◆ Verständnis prüfen ◆
1. Gib im Text zum Thema Fremdgehen den Abschnitt von „Fabienne: Na dann“ bis „doch, den Spruch.“ erneut wieder und tausche dabei „Wahrheit“ gegen „Ehrlichkeit“ aus.
2. Fasse im Text zum Thema Fremdgehen den Absatz, der mit „Puh, das Thema hat es in sich“ beginnt, als Liste zusammen und behalte die wesentlichen Fakten bei.

Unsere Autorinnen Sarah Radowitz aka Scalamari und Fabienne Sand diskutieren in unserer neuen Serie „Short Chat“ ab sofort die wichtigen Fragen unseres (Beziehungs-)Lebens. Von Freundin zu Freundin:
„Puh, das Thema hat es in sich. Da scheiden sich die Geister, wenn nicht sogar Welten oder ganze Universen. Also, Folgendes: Da führt man eine Beziehung und hat eine große Liebe an der Angel und ein gemeinsames Leben und dann bricht auf einmal die Hölle los. Da ist man fremdgegangen und hat urplötzlich alles auf den Kopf gestellt, mindestens ein Herz zerpflückt und diese bis eben noch recht solide und liebevolle Kiste mit einem einzigen Fingerschnips und Zungenschlag zu Grunde gerichtet. Wenn man denn gesteht. Man könnte natürlich auch einfach die Schotten dicht machen – Klappe zu, Ausrutscher-Affe tot und weitermachen wie zuvor? Lieber totschweigen als totreden? Na, was denn nun?“
Sarah: Du Fabi, ich brauch mal deine Meinung.
Fabienne: Na dann schieß mal los, ich habe ein sperrangelweit geöffnetes Ohr!
Sarah: (Frage für einen Freund) Nimm mal an, in der Beziehung is einer fremdgegangen. Beichten oder nicht?
Fabienne: Ganz ehrlich? Beichten! Für mich ist das fast ein bisschen wie keine richtige Frage. Sag deinem Freund, er soll alles rauslassen. Geheimnisse in Beziehungen, ich meine so richtige wie dieses hier, bedeuten ja, dass man den den Partner oder die Partnerin anlügen muss und wir wissen doch eigentlich alle, dass anlügen gar nicht geht. Die Wahrheit gewinnt. Kennste doch, den Spruch.
Sarah: Hm ja vollkommen klar, ich denk’ im Grunde doch genauso – aber muss man nicht auch die Umstände betrachten und ganz genau gucken, wie es da drum herum aussieht – zum Beispiel ob das eine verdammte scheiß Affäre war, mit allen denkbaren Abgründen oder „nur“ ein richtig mieser Ausrutscher aus der Hölle, ein einmaliger Super-Fail inklusive bereuen und Aua und so?

◆ Datenteil ◆
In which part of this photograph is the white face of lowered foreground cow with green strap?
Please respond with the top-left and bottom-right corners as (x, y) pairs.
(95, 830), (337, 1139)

◆ Schriftliche Antworten ◆
1.
Fabienne: Na dann schieß mal los, ich habe ein sperrangelweit geöffnetes Ohr!
Sarah: (Frage für einen Freund) Nimm mal an, in der Beziehung is einer fremdgegangen. Beichten oder nicht?
Fabienne: Ganz ehrlich? Beichten! Für mich ist das fast ein bisschen wie keine richtige Frage. Sag deinem Freund, er soll alles rauslassen. Geheimnisse in Beziehungen, ich meine so richtige wie dieses hier, bedeuten ja, dass man den den Partner oder die Partnerin anlügen muss und wir wissen doch eigentlich alle, dass anlügen gar nicht geht. Die Ehrlichkeit gewinnt. Kennste doch, den Spruch.

2.
- Das Thema ist stark umstritten.
- Ausgangslage: eine Beziehung mit großer Liebe und gemeinsamem Leben.
- Durch Fremdgehen wird alles auf den Kopf gestellt. Mindestens ein Herz wird zerpflückt, und die bis dahin solide, liebevolle Beziehung wird zugrunde gerichtet, sofern man gesteht.
- Alternative: schweigen und weitermachen wie zuvor.
- Offene Frage: lieber totschweigen oder totreden?